Short task:
Reproduce the entries exactly.

[Location identification entries]
........

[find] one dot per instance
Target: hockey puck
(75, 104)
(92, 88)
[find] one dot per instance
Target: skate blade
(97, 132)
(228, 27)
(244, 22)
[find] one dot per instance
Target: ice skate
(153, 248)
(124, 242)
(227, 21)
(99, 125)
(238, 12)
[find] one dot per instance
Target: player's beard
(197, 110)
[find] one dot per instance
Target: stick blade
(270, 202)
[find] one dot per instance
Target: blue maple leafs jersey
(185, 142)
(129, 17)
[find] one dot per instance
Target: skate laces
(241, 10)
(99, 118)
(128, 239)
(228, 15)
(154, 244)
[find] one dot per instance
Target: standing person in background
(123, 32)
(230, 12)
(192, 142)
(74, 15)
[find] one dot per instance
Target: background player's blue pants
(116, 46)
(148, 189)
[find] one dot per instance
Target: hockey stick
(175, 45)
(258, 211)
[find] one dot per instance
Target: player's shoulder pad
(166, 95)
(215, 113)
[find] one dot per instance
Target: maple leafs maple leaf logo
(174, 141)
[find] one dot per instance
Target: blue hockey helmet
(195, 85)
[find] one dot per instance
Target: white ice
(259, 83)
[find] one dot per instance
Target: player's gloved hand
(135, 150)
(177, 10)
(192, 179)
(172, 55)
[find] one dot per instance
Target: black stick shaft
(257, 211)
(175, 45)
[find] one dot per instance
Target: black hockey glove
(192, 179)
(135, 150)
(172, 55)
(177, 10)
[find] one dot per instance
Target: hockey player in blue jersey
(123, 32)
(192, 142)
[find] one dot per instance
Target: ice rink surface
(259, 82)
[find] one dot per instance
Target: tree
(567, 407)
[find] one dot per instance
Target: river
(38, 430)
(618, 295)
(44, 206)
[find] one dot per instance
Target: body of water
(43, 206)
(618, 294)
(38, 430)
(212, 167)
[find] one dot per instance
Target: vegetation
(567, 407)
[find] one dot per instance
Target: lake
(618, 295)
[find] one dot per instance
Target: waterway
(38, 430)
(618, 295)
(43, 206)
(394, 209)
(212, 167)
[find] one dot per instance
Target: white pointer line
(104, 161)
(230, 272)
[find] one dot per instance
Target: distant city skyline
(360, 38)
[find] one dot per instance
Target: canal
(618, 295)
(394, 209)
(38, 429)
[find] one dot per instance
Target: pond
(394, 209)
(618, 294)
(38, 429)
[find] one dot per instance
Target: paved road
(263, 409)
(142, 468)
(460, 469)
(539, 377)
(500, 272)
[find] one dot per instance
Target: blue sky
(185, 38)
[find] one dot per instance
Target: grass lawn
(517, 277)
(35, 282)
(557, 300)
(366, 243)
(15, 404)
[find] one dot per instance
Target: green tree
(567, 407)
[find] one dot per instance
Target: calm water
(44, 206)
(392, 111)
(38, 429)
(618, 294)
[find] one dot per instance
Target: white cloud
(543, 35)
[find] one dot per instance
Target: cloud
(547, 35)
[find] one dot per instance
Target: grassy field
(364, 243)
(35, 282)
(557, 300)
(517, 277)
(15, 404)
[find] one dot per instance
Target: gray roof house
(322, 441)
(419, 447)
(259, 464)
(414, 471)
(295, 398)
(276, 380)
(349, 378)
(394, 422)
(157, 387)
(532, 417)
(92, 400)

........

Finished answer:
[find] one dot per instance
Target: hockey puck
(75, 104)
(92, 88)
[find] one dot per instance
Target: skate blade
(97, 132)
(228, 27)
(244, 22)
[find] one dot per instance
Target: ice skate
(153, 248)
(124, 242)
(227, 21)
(99, 125)
(238, 12)
[find] one dot per instance
Target: player's beard
(197, 110)
[find] one dot per instance
Target: stick blade
(270, 202)
[find] one dot per instance
Target: blue maple leafs jersey
(185, 142)
(129, 17)
[find] one dot per instance
Target: skate laces
(241, 10)
(99, 118)
(128, 239)
(228, 15)
(154, 244)
[find] one dot per instance
Target: standing person in background
(123, 32)
(230, 12)
(192, 142)
(74, 15)
[find] one dot per instance
Target: background player's blue pants
(116, 46)
(148, 189)
[find] one dot per instance
Target: hockey stick
(175, 45)
(258, 211)
[find] one dot per instance
Target: player's shoulder pad
(166, 95)
(215, 113)
[find] one dot per instance
Target: maple leafs maple leaf logo
(174, 141)
[find] one dot per instance
Target: blue hockey helmet
(195, 85)
[find] one dot per instance
Target: white ice
(259, 83)
[find] one dot per instance
Target: player's gloved hand
(135, 150)
(177, 10)
(192, 179)
(172, 55)
[find] one dot per instance
Target: black stick shaft
(257, 211)
(175, 45)
[find] one dot per instance
Target: black hockey glove
(192, 179)
(135, 150)
(172, 55)
(177, 10)
[find] one dot per instance
Target: hockey player in blue jersey
(123, 32)
(192, 142)
[find] one dot per instance
Target: ice rink surface
(259, 82)
[find] one dot per instance
Target: tree
(567, 407)
[find] one dot per instance
Target: river
(38, 430)
(618, 295)
(44, 206)
[find] one dot per instance
Target: body of water
(43, 206)
(618, 294)
(38, 430)
(212, 167)
[find] one dot per instance
Target: vegetation
(567, 407)
[find] one dot per instance
Target: lake
(618, 295)
[find] one dot per instance
Target: waterway
(38, 430)
(618, 295)
(43, 206)
(394, 209)
(212, 167)
[find] one dot per instance
Target: white pointer line
(104, 161)
(230, 272)
[find] one dot per instance
Target: distant city skyline
(360, 38)
[find] one dot per instance
Target: canal
(618, 295)
(394, 209)
(38, 429)
[find] one dot per instance
Target: pond
(394, 209)
(618, 294)
(38, 429)
[find] one dot per instance
Target: paved road
(263, 409)
(142, 468)
(460, 469)
(539, 377)
(500, 272)
[find] one dot per instance
Target: blue sky
(185, 38)
[find] one dot per instance
Target: grass lawn
(517, 277)
(35, 282)
(557, 300)
(366, 243)
(15, 404)
[find] one dot per instance
Target: green tree
(567, 407)
[find] one dot per instance
Target: calm water
(44, 206)
(392, 111)
(38, 429)
(618, 294)
[find] one dot per instance
Target: white cloud
(543, 35)
[find] one dot per instance
Target: cloud
(547, 35)
[find] one dot per instance
Target: grassy field
(364, 243)
(35, 282)
(557, 300)
(517, 277)
(15, 404)
[find] one dot per instance
Target: gray roof house
(322, 441)
(419, 447)
(259, 464)
(414, 471)
(295, 398)
(276, 380)
(349, 378)
(394, 422)
(157, 387)
(532, 417)
(92, 400)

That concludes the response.